Problem. When the line with "Outline every green" comes up, set it down and every later line to the end of the data, exactly and without pictures.

[Stored entries]

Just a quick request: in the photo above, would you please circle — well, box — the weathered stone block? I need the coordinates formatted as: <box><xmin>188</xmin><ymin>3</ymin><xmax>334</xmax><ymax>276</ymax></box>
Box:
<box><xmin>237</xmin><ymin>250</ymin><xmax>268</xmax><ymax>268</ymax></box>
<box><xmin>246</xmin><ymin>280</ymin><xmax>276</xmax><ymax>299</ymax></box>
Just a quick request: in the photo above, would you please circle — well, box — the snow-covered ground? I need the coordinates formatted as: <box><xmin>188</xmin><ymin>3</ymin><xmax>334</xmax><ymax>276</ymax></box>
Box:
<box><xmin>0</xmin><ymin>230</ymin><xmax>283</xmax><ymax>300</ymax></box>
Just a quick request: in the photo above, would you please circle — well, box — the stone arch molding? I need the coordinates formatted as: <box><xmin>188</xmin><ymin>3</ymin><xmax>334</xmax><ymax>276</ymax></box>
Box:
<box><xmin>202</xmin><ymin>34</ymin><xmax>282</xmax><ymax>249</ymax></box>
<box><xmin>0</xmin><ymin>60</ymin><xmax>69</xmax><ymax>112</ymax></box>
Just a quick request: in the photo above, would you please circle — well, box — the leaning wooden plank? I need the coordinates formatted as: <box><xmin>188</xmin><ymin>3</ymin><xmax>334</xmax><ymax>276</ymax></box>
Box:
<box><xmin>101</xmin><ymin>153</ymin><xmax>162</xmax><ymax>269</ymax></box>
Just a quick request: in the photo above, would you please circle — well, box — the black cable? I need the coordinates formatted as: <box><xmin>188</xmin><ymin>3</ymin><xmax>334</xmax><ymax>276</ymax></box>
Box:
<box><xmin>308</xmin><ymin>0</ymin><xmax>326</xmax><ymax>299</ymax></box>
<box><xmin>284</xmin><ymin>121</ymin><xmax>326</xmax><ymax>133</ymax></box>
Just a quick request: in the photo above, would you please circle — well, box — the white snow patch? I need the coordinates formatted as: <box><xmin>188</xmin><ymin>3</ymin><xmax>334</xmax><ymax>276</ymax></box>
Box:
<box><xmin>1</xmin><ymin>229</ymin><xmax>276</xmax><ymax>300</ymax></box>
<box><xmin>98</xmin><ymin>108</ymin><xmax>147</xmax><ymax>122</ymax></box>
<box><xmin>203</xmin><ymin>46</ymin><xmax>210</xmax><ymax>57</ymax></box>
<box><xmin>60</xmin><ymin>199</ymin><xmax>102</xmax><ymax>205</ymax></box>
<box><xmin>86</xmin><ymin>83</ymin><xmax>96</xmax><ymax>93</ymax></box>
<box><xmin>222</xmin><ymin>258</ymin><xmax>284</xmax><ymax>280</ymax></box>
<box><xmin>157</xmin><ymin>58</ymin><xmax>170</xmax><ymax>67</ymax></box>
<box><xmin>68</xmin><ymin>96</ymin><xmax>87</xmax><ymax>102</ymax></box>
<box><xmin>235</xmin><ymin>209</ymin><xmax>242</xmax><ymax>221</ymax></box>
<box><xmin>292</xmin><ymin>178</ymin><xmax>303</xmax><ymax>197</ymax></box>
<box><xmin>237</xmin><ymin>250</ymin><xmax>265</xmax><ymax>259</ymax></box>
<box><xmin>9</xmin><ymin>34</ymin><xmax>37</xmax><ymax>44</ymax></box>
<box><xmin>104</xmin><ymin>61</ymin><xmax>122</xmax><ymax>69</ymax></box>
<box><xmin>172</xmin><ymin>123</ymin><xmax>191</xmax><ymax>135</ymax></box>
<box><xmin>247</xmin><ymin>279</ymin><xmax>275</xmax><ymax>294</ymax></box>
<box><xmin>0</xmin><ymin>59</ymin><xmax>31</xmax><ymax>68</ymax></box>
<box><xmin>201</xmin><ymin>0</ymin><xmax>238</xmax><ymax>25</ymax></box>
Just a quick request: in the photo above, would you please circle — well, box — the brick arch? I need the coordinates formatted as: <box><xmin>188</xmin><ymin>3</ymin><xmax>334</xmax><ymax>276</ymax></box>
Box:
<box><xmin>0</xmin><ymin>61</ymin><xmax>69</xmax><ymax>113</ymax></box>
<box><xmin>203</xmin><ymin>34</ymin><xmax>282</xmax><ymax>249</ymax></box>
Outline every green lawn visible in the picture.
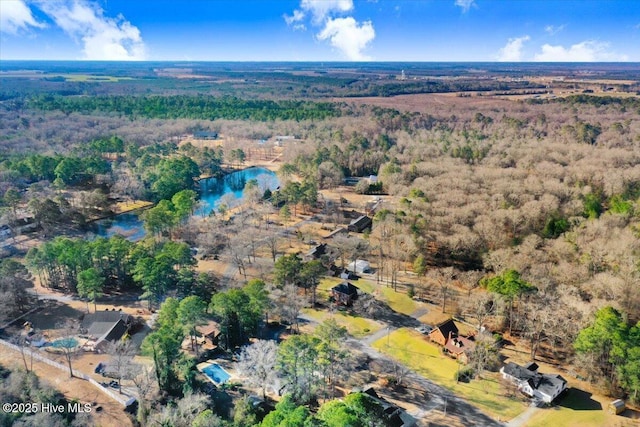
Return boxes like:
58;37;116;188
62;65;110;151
317;277;416;315
376;284;416;315
302;308;383;338
525;388;635;427
372;328;525;421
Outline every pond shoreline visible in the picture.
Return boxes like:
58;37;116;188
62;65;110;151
89;165;268;225
94;166;279;241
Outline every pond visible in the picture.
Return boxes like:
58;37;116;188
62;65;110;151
95;167;278;241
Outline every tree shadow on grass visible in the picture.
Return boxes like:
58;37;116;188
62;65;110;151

Expected output.
Outline every green lawn visible in the picture.
Return boxes like:
58;37;116;188
62;65;110;151
317;277;416;315
376;284;416;315
302;308;383;338
525;388;635;427
372;328;525;421
Outline every pond shoreline visible in the picture.
Return boxes like:
58;37;116;188
62;65;110;151
89;165;268;225
94;166;279;241
Outline every pond visible in the picture.
Return boxes like:
58;37;116;188
62;65;110;151
95;167;278;241
Outline every tree shadow on grass visible in the picture.
Return boxes like:
58;37;116;188
62;65;110;151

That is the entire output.